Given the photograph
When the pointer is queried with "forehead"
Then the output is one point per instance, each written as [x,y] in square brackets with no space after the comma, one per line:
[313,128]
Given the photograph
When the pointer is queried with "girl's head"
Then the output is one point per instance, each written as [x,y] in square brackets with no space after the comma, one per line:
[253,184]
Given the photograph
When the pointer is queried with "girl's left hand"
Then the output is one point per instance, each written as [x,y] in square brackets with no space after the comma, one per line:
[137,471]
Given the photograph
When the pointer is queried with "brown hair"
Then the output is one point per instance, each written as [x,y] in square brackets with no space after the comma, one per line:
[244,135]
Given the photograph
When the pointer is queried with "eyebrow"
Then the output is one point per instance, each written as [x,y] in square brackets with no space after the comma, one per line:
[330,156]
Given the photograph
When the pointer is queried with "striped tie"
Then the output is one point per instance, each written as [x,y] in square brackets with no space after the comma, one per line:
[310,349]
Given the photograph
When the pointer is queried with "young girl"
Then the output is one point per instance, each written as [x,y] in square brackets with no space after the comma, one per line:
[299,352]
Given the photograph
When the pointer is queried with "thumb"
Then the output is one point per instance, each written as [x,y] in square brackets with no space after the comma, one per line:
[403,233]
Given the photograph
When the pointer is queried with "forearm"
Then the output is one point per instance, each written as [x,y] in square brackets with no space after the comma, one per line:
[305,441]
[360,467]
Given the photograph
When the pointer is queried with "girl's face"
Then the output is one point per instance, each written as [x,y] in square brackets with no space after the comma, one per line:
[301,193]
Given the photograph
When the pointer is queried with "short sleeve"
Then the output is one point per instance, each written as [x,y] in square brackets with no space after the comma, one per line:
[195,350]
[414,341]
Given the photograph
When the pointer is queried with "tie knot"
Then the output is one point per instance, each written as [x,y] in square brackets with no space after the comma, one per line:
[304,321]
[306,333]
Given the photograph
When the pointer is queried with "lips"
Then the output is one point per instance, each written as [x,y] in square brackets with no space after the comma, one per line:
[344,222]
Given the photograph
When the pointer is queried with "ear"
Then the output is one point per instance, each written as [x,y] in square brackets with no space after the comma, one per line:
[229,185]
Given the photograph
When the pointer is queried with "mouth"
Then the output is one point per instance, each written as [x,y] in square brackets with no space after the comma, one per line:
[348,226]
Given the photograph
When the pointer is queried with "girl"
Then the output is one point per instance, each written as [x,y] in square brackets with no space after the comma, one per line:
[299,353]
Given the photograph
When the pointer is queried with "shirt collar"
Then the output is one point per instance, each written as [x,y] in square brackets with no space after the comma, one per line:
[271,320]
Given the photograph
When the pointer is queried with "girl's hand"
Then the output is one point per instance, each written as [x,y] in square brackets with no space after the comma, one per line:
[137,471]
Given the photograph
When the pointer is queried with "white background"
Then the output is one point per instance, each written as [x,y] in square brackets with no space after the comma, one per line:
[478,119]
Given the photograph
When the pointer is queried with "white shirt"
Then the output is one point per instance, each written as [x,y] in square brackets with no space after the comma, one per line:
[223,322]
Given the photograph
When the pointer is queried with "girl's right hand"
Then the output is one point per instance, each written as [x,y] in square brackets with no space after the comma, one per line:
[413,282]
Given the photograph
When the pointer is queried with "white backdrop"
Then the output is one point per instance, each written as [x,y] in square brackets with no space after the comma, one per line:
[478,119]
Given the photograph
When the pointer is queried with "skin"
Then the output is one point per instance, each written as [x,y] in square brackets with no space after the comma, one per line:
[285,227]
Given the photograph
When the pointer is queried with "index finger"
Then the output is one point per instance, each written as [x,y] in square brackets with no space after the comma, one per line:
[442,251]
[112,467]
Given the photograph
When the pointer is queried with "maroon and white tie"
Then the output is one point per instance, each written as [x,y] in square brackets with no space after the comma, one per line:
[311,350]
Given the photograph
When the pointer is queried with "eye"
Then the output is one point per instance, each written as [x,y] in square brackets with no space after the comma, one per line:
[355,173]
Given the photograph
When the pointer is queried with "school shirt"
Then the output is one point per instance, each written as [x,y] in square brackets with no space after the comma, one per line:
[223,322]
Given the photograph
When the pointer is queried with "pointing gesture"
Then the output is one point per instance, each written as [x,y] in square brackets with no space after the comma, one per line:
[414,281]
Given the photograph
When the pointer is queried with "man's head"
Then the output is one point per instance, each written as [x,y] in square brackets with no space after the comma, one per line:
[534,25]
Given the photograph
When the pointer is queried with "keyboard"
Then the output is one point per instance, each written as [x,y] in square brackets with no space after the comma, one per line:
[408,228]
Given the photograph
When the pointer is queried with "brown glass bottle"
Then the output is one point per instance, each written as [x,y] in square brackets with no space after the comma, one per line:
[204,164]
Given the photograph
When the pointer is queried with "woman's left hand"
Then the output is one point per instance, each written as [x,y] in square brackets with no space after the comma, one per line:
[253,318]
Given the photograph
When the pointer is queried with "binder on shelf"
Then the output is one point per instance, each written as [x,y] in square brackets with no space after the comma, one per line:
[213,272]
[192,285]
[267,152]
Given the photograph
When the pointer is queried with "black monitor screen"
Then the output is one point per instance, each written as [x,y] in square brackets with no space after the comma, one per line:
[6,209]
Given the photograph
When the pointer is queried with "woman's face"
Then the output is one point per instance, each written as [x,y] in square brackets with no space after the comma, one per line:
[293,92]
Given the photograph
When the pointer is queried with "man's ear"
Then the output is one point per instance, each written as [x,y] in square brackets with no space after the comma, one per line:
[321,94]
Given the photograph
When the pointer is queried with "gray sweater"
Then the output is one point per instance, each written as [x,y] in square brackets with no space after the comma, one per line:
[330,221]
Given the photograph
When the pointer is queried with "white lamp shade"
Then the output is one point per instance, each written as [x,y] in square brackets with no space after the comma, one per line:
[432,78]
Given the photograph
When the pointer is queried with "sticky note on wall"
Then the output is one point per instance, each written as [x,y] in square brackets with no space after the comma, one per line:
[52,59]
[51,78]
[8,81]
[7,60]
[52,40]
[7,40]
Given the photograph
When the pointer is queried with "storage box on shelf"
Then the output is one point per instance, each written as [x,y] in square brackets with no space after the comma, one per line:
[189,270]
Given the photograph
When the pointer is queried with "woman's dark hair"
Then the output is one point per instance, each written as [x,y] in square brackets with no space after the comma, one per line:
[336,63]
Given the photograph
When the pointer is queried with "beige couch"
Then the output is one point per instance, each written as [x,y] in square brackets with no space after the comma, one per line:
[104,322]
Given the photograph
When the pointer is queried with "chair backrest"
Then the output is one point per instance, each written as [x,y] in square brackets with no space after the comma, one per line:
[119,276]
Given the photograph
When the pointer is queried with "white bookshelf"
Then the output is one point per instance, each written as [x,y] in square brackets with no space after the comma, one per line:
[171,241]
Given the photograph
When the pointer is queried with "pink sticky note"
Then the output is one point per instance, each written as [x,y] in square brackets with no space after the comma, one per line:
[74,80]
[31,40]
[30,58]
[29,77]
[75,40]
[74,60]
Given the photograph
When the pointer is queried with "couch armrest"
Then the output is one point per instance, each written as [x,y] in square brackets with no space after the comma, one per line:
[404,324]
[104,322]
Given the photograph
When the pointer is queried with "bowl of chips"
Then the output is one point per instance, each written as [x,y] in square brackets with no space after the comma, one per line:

_What you should do:_ Restate the listing in full, word for word.

_Full output:_
Given the photograph
When the pointer is queried with "forehead"
Then the output is one point per instance, each written as [x,y] in square brackets with no space after the comma, one per line:
[313,128]
Given the photograph
When the pointer is queried with "girl's head"
Then the output is one point per instance, each written as [x,y] in square brackets with no space after the comma, one per line:
[253,184]
Given the photograph
When the pointer is queried with "girl's left hand"
Then the output is one point per instance, each written as [x,y] in square brackets with no space after the comma, one per line:
[137,471]
Given the photograph
When the pointer is queried with "brown hair"
Then the output is one point per instance, each written as [x,y] in square brackets with no space after the comma, one per line:
[244,135]
Given the photograph
When the pointer is queried with "eyebrow"
Then the output is one point per instance, each written as [x,y] in square brackets with no space after the comma, one per line:
[330,156]
Given the photograph
When the pointer is queried with "striped tie"
Then the output is one point per instance, each written as [x,y] in square brackets with no space after the comma, one per line:
[310,349]
Given the photograph
When the pointer is queried with "young girl"
Then the output is one point per instance, each written as [x,y] in square brackets with no space after the comma, one per line:
[299,352]
Given the photograph
When the pointer is queried with "thumb"
Then the output is one point per instance, each written as [x,y] in square brackets with no space after the comma, one per line:
[403,233]
Given the photograph
When the pointer is queried with "forearm"
Then the output is one point per instance, each written as [x,y] in square brackets with no space after the comma, one per line:
[305,441]
[360,467]
Given the photograph
When the pointer is queried with "girl's face"
Then the output is one point per instance, each written as [x,y] in square brackets with no space after the comma, one per line:
[301,193]
Given the photograph
When the pointer is queried with "short sleeve"
Then the output is one point per instance, each written as [x,y] in square brackets with no space after the comma, one per line:
[195,350]
[414,341]
Given the photograph
When the pointer is queried with "tie knot"
Then the output is one point per instance, each written as [x,y] in square brackets with no space after the comma, one per line:
[304,321]
[306,333]
Given the photograph
When the pointer is queried with "lips"
Then the output is one point per instance, each written as [x,y] in square brackets with no space after the comma, one per line:
[344,222]
Given the photograph
When the pointer is queried with "ear"
Then the output is one point per instance, each written as [x,y] in square brackets with no space after the comma, one per line:
[229,185]
Given the photograph
When the pointer is queried with "mouth"
Then the output is one point per instance, each written as [x,y] in square brackets with no space after the comma, one per line:
[348,226]
Given the photograph
When the pointer is queried with "girl"
Then the output is one point per instance, each written as [x,y] in square brackets with no space after the comma, one per line:
[299,353]
Given the photograph
When the pointer is queried with "shirt collar"
Then the output is one point per instance, each written as [x,y] in square brackets with no space after the comma, one per line:
[271,320]
Given the photograph
When the pointer is queried with "girl's hand"
Then the output is one point per instance, each written as [x,y] in square brackets with no space after the comma, one per line:
[137,471]
Given the photograph
When the pointer is queried with "white background"
Then the output is one point per instance, each written as [x,y] in square brackets with no space after the comma, one per line:
[478,119]
Given the photograph
When the pointer is queried with "white shirt"
Then the output is one point per instance, each written as [x,y] in square brackets with no space after the comma, one per line:
[223,322]
Given the photograph
When the pointer is queried with "girl's right hand"
Then the output is one point per instance, each written as [x,y] in square brackets with no space after the comma, one per line:
[413,282]
Given the photograph
When the pointer is queried with "white backdrop"
Then the output is one point per instance, each written as [x,y] in square brackets with no space after the comma, one per line:
[478,119]
Given the photograph
When the pointer is queried with "skin"
Then the output is one point per instance, each written as [x,y] in square brackets with no space after the comma, one per line:
[285,227]
Given the photograph
When the pointer is queried with "index finger"
Then the output is one point per instance, each written as [x,y] in square brackets with no space after the comma, one per line:
[442,251]
[112,467]
Given the photograph
When the pointer is queried with "maroon and white tie"
Then the output is one point per instance, each written as [x,y] in square brackets with no space after the comma, one per line:
[311,350]
Given the photograph
When the pointer is queried with "eye"
Then the output is one point per instance, each written as [x,y] in square brackets with no space after the comma, one per line:
[355,173]
Given the photograph
When the pointer is queried with "school shirt"
Then the output is one point per instance, each written as [x,y] in square brackets with no space after the comma, one per line:
[223,322]
Given the photograph
When the pointer is queried with "pointing gesture"
Then the output is one point per instance, each written as [x,y] in square brackets with no space after the comma, one per line:
[414,281]
Given the photograph
When the pointer is queried with "man's head"
Then the output is one point per instance, each written as [x,y] in square brackets with no space after the comma, one per line:
[534,25]
Given the photograph
When the pointer is queried with "keyboard"
Then the output is one point per instance, each written as [x,y] in square brackets with no space after the comma, one per line:
[408,228]
Given the photograph
When the pointer is queried with "brown glass bottle"
Then the output is one point per instance, each written as [x,y] in square brackets with no space after the comma, one per line:
[204,164]
Given the photograph
When the pointer is queried with "woman's left hand"
Then the output is one point per instance, each written as [x,y] in square brackets with no space after the comma, one per line:
[253,318]
Given the photograph
When the pointer is queried with "binder on shelf"
Then the output is one point per instance, each written as [x,y] in square brackets with no space after the comma, one per line:
[213,272]
[192,285]
[267,152]
Given the photograph
When the pointer is queried with "black monitor screen"
Then the output is one point per instance, each written as [x,y] in square brackets with no space after the comma, one per line:
[6,209]
Given the photograph
When the pointer is queried with "woman's face"
Then the output is one point per instance, each written as [x,y] in square brackets with no space after the comma, one per line:
[293,92]
Given the photograph
When the pointer is queried with "man's ear"
Then the output is one point per instance, each written as [x,y] in square brackets with no space after the comma, one per line:
[321,94]
Given the photograph
When the pointer is queried with "gray sweater"
Then the output is one point per instance, each written as [x,y] in square brackets with no space after the comma, one per line:
[330,221]
Given the photograph
When the pointer is queried with "white lamp shade"
Then the output is one point per instance, each written as [x,y] in square brackets with no space after the comma, one per line:
[432,78]
Given the photograph
When the pointer is queried with "sticky note on wall"
Then the output is one point per instance, each written as [x,y] in square brackets with no space after the comma, one per line:
[52,59]
[51,78]
[8,81]
[7,60]
[52,40]
[7,40]
Given the photograph
When the pointer is queried with "storage box on shelf"
Then the output is one point per instance, each written as [x,y] in square brackets with no space after the comma, one per line:
[189,270]
Given the photograph
When the pointer is queried with "woman's dark hair"
Then the output is one point per instance, each written as [x,y] in square brackets with no space after the comma, one per line:
[336,63]
Given the photograph
When the pointer is queried with "beige couch"
Then the output is one point per instance, each written as [x,y] in square brackets with no space after the comma, one per line:
[104,322]
Given the photograph
When the pointer is queried with "chair backrest"
Then the output is one point per instance, each written as [x,y] in square brackets with no space after the comma, one per line:
[119,276]
Given the photograph
When the pointer is queried with "white bookshelf"
Then the output is one point per instance, each written as [x,y] in square brackets with no space after the comma, one per line:
[171,241]
Given the photograph
When the pointer is queried with "pink sticky note"
Then the output is one point per instance, each written as [x,y] in square brackets with no space after the comma, one per line:
[74,80]
[31,40]
[30,58]
[29,77]
[75,40]
[74,60]
Given the photograph
When the pointer is queried with "couch armrest"
Then the output is one point per instance, each written as [x,y] in square brackets with no space after the comma, one per line:
[404,324]
[104,322]
Given the photograph
When the pointer is queried with "bowl of chips"
Then the output is one point per instance, each written as [x,y] in square brackets with no space after the comma, one per line:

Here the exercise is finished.